[Data supplied Boundary: Start]

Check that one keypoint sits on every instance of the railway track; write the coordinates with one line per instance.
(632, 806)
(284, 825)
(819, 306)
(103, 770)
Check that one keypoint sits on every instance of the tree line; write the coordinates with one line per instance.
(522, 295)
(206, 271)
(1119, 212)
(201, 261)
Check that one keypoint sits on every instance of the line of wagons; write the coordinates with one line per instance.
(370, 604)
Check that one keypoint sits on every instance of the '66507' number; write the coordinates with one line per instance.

[Data supplied Boundary: End]
[Data supplied Boundary: Start]

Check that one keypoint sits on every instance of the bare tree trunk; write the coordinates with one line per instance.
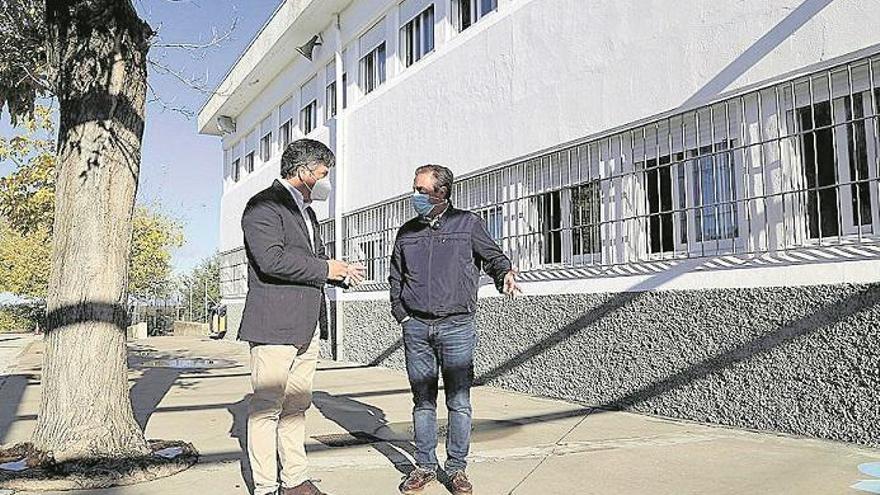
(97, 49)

[Data supplied Boundary: End]
[Data supplied Boundary: Start]

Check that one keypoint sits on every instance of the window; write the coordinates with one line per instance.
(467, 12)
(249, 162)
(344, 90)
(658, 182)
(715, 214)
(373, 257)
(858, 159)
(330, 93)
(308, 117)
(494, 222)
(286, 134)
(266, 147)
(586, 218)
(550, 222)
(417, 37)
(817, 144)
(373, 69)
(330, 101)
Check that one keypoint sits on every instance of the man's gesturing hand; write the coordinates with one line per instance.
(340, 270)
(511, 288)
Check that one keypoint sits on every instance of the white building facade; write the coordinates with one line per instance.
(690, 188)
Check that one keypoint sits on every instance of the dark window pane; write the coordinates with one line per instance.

[Data supplied Boundary: End]

* [What to work on]: In the entries above, find the line with "Check that one keypoint sits on every instance of the railway" and the line with "Check that one keypoint sits on every instance of the '66507'", then restate word for word both of them and every line between, with nothing more.

* [Output]:
Check that one keypoint sits on every instance of the railway track; write the coordinates with one line per instance.
(632, 806)
(284, 825)
(819, 306)
(103, 770)
Check that one keypoint sits on every instance of the tree line; write the coordinates with one line per instance.
(522, 295)
(206, 271)
(1119, 212)
(201, 261)
Check that one keypoint sits on every instance of the line of wagons; write the coordinates with one line per instance.
(370, 604)
Check that one keypoint sits on every instance of the '66507' number; write the coordinates with one line per instance.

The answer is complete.